#### [Document section]
- Opening Delimiter -

(HealthDay News) — Efforts to reduce overuse of non-intensive care unit (ICU) cardiac telemetry correlate with reductions in telemetry use and considerable cost savings, according to a research letter published online September 22 in JAMA Internal Medicine.

Robert Dressler, MD, from the Christiana Care Health System in Newark, DE, and colleagues redesigned and standardized all cardiac telemetry orders within an electronic ordering system (EOS). American Heart Association guidelines were integrated into the EOS to increase appropriate use of non-ICU telemetry. The total direct and indirect costs were calculated for the delivery of non-ICU telemetry.

The researchers observed an immediate and sustained reduction in the mean weekly number of telemetry orders from 1,032.3 to 593.2 (43% reduction; P<0.001), with implementation of the revised telemetry order sets. In addition, the mean duration of telemetry decreased from 57.8 to 30.9 hours (47% reduction; P<0.001). There was a 70% reduction in the mean number of patients monitored with telemetry, from 357.5 to 109.1. Throughout the observation period, hospital census, code blue, mortality, and rapid response team activation rates were stable. There was a reduction in the mean daily cost for non-ICU telemetry from $18,971 to $5,772.

- Closing Delimiter -

(Point-per-instance localization rows)
- Opening Delimiter -

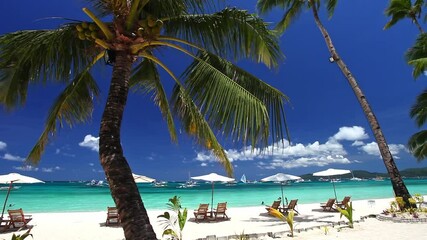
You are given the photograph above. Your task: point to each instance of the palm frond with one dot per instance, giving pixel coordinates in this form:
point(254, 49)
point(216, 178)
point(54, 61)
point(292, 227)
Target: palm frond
point(30, 56)
point(73, 105)
point(397, 10)
point(225, 91)
point(419, 109)
point(416, 55)
point(195, 124)
point(265, 6)
point(145, 78)
point(110, 7)
point(228, 33)
point(417, 144)
point(331, 4)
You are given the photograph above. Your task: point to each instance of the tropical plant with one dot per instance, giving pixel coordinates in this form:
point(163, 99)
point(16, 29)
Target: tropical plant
point(347, 212)
point(401, 9)
point(211, 94)
point(293, 8)
point(23, 236)
point(416, 56)
point(173, 225)
point(289, 218)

- Closing Delimiter -

#### [Task objective]
According to the news report on cardiac telemetry, how much did the mean daily cost for non-ICU telemetry fall? The rows have no connection to the news report on cardiac telemetry.

#### [Written reply]
It fell from $18,971 to $5,772.